Written instruction: Extract every line starting at the line that contains "Pick out every instance of the rooftop" and ending with the final line of the data, inclusive; give only those lines, word for word.

Material supplied:
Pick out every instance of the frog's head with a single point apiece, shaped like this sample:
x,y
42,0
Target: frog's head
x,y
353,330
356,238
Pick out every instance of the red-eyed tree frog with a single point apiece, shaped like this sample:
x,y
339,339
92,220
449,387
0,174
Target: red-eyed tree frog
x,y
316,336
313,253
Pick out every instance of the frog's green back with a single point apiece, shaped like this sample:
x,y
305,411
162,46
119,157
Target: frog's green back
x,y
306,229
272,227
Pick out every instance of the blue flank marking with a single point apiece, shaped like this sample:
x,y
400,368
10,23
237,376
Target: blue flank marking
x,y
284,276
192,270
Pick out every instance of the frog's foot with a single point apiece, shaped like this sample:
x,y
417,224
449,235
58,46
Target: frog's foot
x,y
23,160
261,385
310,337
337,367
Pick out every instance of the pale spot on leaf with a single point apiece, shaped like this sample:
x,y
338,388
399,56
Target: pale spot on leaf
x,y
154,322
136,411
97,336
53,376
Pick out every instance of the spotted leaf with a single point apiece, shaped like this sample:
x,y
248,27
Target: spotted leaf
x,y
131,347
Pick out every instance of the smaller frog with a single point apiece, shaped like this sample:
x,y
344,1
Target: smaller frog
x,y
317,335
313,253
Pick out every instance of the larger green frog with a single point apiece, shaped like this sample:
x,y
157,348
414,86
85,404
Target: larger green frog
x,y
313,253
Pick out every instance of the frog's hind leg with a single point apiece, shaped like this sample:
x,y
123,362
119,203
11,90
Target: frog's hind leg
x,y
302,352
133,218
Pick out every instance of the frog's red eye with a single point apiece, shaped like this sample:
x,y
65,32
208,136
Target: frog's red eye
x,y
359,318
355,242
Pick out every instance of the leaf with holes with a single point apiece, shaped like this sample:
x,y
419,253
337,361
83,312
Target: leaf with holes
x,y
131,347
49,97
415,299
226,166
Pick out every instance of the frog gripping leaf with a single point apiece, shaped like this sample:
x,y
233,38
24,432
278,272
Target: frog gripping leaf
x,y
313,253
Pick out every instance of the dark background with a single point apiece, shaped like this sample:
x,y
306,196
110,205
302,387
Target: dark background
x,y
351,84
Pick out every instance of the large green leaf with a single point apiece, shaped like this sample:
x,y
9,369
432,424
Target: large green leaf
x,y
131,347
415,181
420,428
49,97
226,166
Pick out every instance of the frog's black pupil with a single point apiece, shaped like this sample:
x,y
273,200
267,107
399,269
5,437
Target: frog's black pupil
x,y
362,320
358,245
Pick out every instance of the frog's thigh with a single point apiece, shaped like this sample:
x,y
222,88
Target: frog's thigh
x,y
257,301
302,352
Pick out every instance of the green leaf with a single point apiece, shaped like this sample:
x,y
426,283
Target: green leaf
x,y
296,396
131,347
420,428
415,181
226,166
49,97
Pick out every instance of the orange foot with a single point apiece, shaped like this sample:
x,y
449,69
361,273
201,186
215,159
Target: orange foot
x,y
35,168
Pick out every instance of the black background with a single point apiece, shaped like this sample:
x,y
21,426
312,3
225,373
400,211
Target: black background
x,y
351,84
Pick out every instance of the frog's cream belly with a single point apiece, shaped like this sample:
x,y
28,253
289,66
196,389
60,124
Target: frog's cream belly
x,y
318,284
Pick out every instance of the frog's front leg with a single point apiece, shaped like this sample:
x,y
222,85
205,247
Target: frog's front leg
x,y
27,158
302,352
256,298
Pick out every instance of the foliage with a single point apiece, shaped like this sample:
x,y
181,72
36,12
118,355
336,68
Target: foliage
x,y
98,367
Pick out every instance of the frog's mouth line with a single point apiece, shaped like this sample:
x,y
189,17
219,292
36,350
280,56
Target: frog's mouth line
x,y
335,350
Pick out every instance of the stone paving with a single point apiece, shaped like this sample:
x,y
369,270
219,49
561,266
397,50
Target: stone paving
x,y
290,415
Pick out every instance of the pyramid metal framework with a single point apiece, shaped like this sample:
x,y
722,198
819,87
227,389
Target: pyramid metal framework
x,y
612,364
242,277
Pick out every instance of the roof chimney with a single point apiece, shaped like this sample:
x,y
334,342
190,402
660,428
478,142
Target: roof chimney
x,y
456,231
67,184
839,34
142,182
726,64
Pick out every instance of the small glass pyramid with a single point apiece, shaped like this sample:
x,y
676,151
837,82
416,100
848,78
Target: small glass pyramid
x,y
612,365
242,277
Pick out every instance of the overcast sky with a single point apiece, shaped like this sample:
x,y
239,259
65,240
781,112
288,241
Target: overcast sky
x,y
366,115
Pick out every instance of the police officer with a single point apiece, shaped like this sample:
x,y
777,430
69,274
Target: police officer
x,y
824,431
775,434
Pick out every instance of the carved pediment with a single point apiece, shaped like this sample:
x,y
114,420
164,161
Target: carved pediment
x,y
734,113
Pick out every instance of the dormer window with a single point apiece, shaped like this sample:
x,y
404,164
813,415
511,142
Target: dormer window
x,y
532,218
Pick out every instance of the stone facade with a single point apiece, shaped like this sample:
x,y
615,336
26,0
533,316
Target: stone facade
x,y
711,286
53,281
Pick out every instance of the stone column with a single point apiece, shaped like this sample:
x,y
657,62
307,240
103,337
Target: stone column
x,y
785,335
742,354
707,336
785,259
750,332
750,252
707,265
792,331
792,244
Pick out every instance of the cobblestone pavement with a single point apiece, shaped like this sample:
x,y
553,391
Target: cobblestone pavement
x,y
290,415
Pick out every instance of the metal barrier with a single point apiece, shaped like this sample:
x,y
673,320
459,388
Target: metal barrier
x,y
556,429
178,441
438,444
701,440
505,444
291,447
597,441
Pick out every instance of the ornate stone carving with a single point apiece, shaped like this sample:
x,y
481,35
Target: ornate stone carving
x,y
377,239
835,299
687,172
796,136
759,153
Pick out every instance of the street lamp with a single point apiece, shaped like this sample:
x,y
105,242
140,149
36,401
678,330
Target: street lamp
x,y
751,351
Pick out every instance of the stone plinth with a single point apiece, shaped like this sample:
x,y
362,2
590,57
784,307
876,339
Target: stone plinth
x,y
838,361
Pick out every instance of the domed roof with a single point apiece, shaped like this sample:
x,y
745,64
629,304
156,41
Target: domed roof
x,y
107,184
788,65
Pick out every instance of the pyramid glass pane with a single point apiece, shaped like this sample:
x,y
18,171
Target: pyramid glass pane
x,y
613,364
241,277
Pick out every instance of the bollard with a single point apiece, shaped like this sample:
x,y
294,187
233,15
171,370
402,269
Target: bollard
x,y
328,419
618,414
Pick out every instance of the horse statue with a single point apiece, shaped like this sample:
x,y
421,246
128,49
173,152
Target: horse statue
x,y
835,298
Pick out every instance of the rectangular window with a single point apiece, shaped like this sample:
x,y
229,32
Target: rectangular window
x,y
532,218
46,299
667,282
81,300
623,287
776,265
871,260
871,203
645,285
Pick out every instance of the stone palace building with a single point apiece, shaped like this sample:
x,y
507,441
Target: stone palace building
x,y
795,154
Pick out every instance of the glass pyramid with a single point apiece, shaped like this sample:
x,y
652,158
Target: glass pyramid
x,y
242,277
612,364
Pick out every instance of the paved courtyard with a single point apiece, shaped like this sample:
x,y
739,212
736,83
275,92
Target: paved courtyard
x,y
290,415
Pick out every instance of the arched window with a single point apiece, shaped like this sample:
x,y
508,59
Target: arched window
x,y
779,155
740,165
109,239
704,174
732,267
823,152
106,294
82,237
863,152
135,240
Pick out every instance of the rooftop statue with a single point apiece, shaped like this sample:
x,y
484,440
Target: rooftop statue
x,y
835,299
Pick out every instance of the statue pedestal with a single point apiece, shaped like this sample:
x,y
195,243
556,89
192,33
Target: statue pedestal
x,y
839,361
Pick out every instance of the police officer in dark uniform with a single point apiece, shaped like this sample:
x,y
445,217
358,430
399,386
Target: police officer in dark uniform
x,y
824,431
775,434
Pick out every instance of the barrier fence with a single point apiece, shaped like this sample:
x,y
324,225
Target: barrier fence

Output for this exercise:
Pick out every instance of the rooftop statue with a single point apiece, shaped like this sample:
x,y
484,440
Target: rooftop statue
x,y
835,299
Pick out every instance of the statue pedestal with a single point apiece, shaped like this sample:
x,y
195,243
556,89
192,33
Target: statue pedestal
x,y
839,361
Pick out every instance of the police officer in dark uniform with a single point apiece, shaped like this sample:
x,y
445,217
358,430
399,386
Target: police officer in dark uniform
x,y
824,431
775,434
Pick out every instance of the barrier fence with a single point apiece, shaped like this sample:
x,y
324,225
Target: barrier fence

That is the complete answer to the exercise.